* DIRECTIONS FOR THIS TASK *
Update the lines below by changing "instance" to "object" everywhere and keeping everything else the same. Leave the pictures out of your answer.

* Contour labeling lines *
···

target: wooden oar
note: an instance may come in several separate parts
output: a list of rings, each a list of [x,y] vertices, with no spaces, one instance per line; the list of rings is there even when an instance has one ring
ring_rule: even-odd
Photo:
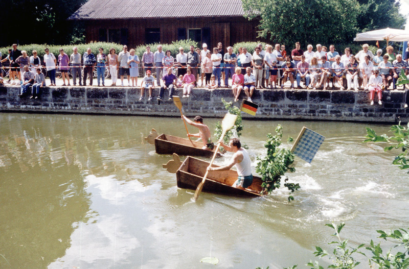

···

* TASK ANSWER *
target: wooden oar
note: an object may come in several separate parts
output: a list of rings, each a list of [x,y] vertices, with no spaces, one object per line; the list of rings is there even when an object has one ring
ring_rule: even-odd
Photo:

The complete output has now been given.